> _Aim of the exercise_
Please carry on the reader's review of the Alastor Moody story, shown below ahead of the items, starting right after its final sentence.

I am blown away by the sheer mass and richness of detail in this story. You must have sat up late at night thinking of more things to say about Alastor Moody. In writing like this, you run the risk of becoming repetitious or too wordy, and I read critically with an eye to phrases I would blue-pencil if I were your editor, but in truth I found very few.
The title of your story is good in that it promises the reader that, after the long build-up describing Moody's character as an Auror and his circumstances as a recently-retired pensioner, there is going to be some action eventually. Lacking that promise, a reader might give up about one-third of the way through the story (right before Moody gets out of bed for the first time).
It is hard to imagine that Barty Crouch Jr., masquerading as the false Alastor Moody, could be as detail-obsessed as the real Moody was; probably few people except Moody's four allowed visitors really had an inkling as to the extent of his detail obsession (looking for codes in the newspaper articles?), and of them only Dumbledore was at Hogwarts. How did Barty Crouch Jr. manage to impersonate such a complex character as Moody so successfully, given that he, Barty, had not seen Alastor Moody for years? How did he manage to fool Dumbledore?

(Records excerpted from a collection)
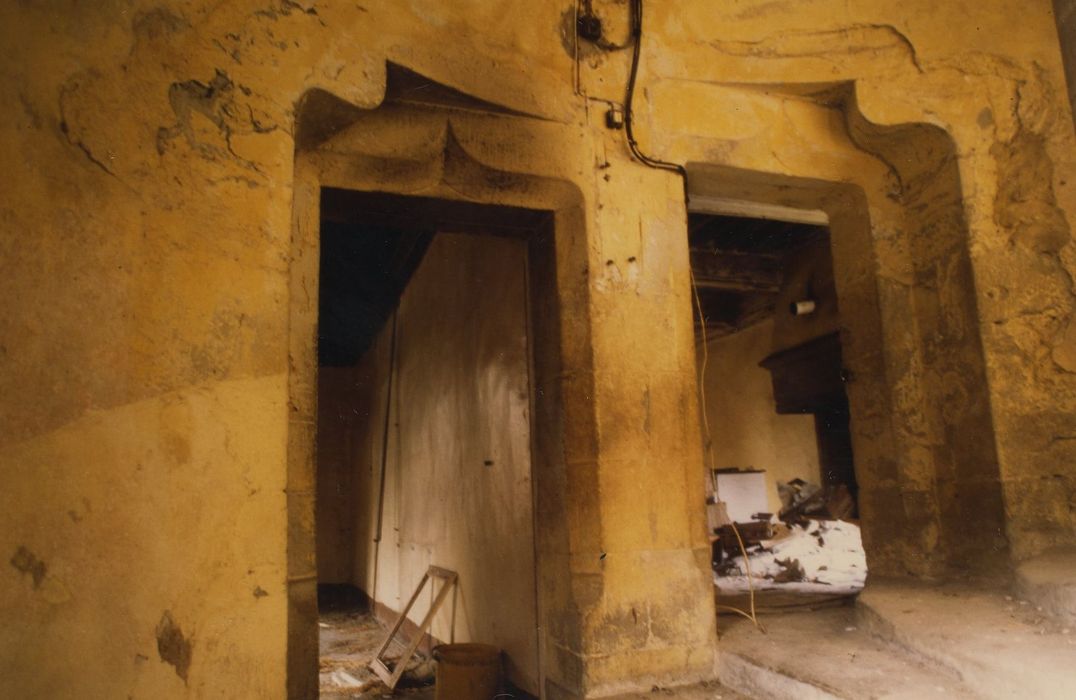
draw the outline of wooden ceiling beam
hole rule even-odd
[[[778,256],[691,251],[691,270],[700,289],[777,294],[781,288],[781,268]]]

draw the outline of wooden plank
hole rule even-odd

> _Expected answer_
The fight scene is vivid and well-described. The fight goes on for quite a while, the advantage switches back and forth from side to side, and Moody's courage is impressive. But, because he was a skilled Auror, I wonder why so few of his shots hit their mark. And Pettigrew and Crouch seem pretty skilled in fighting for men who have spent their recent years as a rat and a shut-in respectively.
I also wonder how they managed to overcome Moody's protections and blast a hole in the side of his house. We are not told of the protections that Moody had on his walls, other than the windows and door, though he believes "the house was impregnable." But nothing is perfect, even Moody's protections, and how they got in is one of those things that we will probably never know.
This story is an amazing elaboration of the personality of Alastor Moody. After reading it, one is tempted to go back through Books 4-7 and re-read the sections which include Moody to see how his depiction there reflects the descriptions in this story.
One nit: in several places the story uses the word "passed" where I think the word needed was "past". But that's a little thing. The story is awesome.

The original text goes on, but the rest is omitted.